[SHORT EXERCISE] Output the line containing "Indicate a point per instance of the curved" and all subsequent lines of the listing below, copied exactly, with no other lines.

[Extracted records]
========

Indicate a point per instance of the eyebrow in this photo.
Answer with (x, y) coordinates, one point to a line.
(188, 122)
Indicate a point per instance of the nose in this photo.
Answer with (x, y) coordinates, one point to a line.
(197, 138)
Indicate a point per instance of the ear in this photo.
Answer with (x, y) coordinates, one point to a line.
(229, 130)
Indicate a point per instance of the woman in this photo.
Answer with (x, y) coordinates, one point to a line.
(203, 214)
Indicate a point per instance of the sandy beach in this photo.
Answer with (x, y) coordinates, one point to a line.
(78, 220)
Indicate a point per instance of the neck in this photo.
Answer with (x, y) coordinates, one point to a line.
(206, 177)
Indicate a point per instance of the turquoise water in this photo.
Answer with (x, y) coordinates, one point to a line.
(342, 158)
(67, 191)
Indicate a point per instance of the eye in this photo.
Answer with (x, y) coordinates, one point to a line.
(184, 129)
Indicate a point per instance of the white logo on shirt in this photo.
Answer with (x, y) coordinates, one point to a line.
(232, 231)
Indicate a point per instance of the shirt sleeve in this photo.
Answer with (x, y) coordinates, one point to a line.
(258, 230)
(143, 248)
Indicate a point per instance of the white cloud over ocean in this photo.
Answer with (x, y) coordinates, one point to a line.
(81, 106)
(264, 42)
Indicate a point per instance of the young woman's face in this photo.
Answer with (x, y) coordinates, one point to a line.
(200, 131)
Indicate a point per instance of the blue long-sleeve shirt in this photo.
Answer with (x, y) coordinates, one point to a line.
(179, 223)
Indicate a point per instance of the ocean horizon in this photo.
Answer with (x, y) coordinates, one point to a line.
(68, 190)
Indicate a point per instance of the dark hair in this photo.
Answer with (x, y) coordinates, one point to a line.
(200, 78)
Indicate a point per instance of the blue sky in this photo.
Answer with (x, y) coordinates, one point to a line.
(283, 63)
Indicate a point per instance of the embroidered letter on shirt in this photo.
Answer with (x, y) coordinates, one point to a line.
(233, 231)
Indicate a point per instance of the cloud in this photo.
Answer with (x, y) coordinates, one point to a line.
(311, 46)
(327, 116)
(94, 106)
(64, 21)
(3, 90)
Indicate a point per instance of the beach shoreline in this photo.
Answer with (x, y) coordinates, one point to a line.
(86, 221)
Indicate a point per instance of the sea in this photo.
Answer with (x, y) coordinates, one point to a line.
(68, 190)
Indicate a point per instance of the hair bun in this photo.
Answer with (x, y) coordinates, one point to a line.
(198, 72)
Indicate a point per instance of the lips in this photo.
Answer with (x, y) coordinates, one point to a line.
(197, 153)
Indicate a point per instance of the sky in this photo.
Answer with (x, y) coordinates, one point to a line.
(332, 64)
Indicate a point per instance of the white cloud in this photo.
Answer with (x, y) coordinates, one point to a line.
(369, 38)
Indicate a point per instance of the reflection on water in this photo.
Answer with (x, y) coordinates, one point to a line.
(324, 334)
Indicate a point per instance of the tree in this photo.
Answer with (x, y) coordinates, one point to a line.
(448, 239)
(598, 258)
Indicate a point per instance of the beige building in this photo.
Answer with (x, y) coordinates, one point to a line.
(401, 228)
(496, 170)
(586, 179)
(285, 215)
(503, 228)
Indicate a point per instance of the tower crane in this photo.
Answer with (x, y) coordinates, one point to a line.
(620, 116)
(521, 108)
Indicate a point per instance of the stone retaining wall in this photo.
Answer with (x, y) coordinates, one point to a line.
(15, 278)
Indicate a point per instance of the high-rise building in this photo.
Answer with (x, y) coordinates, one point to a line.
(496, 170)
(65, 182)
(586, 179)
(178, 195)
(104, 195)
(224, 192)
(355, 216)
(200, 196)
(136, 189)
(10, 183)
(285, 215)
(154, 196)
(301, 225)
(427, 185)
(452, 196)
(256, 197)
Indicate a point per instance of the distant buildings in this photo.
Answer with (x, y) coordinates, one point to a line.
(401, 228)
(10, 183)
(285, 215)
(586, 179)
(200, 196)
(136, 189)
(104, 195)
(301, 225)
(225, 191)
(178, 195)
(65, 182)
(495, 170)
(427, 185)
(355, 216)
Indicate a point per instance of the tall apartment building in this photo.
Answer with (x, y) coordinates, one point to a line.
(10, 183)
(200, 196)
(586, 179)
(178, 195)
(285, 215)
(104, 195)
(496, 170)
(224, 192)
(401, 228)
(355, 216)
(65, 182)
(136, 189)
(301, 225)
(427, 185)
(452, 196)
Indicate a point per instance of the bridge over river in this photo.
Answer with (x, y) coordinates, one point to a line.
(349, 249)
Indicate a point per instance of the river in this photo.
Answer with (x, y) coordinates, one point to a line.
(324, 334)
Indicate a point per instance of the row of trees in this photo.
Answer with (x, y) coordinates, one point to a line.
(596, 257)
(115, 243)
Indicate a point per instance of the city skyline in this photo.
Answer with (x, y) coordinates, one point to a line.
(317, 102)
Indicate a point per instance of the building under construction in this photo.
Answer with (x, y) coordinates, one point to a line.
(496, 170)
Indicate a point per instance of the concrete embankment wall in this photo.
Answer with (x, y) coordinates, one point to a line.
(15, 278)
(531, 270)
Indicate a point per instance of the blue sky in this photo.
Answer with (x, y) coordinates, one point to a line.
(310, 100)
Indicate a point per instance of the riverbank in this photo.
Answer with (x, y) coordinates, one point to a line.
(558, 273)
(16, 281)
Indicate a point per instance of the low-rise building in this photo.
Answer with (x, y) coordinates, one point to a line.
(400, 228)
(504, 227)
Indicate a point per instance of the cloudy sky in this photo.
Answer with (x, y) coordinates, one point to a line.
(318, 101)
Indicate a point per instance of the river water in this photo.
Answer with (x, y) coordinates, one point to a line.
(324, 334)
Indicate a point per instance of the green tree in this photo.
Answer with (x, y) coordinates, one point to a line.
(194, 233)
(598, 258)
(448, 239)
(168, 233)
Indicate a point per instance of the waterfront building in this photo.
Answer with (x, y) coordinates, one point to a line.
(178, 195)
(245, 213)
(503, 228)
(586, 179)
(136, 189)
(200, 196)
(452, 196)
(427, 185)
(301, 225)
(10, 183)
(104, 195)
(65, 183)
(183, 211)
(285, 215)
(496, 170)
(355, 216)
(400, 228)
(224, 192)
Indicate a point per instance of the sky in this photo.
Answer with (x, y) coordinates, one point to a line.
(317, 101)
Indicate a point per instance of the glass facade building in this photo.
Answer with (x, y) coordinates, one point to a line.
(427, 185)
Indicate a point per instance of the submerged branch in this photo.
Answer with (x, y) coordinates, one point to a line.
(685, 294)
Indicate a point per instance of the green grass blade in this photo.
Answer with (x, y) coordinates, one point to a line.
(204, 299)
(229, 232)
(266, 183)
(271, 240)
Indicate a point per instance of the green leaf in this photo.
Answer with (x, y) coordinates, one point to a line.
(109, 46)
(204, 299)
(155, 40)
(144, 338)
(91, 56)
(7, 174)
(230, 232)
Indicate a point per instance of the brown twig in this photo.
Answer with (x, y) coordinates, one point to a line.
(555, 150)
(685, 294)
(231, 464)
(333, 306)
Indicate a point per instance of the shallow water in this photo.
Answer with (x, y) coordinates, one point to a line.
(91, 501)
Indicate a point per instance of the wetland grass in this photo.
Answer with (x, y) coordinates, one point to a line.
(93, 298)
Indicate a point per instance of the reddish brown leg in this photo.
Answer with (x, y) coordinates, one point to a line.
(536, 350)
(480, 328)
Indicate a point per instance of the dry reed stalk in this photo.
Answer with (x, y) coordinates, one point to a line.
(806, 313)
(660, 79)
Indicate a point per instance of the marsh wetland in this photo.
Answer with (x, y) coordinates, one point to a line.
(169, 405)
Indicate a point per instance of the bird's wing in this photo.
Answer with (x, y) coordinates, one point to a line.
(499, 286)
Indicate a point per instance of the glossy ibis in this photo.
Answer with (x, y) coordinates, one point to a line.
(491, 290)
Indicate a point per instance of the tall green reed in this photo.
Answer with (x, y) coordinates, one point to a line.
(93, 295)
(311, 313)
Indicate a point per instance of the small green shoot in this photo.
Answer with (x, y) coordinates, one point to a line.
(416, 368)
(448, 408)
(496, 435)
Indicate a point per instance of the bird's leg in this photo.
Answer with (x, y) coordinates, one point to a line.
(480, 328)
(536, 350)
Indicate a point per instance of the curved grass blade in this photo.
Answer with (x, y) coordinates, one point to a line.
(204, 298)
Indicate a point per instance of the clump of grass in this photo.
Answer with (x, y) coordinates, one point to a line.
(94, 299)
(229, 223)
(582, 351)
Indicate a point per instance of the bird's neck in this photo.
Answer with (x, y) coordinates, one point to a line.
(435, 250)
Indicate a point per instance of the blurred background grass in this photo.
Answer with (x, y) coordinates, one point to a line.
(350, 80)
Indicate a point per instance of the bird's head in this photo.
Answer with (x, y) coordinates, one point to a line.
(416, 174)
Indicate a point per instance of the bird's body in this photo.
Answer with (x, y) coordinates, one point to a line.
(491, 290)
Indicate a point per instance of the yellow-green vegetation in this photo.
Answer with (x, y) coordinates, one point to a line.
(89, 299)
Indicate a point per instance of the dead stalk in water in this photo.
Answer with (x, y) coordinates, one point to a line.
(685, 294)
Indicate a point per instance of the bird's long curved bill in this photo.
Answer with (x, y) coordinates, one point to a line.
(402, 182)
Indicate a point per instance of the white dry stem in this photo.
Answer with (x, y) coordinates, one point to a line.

========

[RESPONSE TO THIS TASK]
Indicate a point per instance of the curved grass blade in this photo.
Answer with (x, y) coordinates, one point to a line.
(204, 298)
Indicate a point per instance of the clump of grass in this photo.
Answer with (x, y) coordinates, one point to a line.
(94, 299)
(229, 223)
(582, 351)
Indicate a point per instance of the bird's neck in this photo.
Answer with (x, y) coordinates, one point to a line.
(435, 250)
Indicate a point per instance of the blurred background grass in this photo.
Answer with (x, y) coordinates, one point to a line.
(350, 80)
Indicate a point per instance of the bird's head in this photo.
Answer with (x, y) coordinates, one point to a line.
(416, 174)
Indicate a point per instance of the bird's body in this photo.
Answer with (x, y) coordinates, one point to a line.
(491, 290)
Indicate a point per instance of the yellow-green vegetation in this photo.
Answer with (x, y) coordinates, one point to a line.
(89, 299)
Indicate a point per instance of the dead stalk in water in this photo.
Answer with (x, y) coordinates, one point to a line.
(685, 294)
Indicate a point per instance of the bird's long curved bill in this photo.
Answer with (x, y) coordinates, one point to a line.
(402, 182)
Indicate a point per instance of the white dry stem in this photo.
Answer with (x, y) coordinates, one point to a line.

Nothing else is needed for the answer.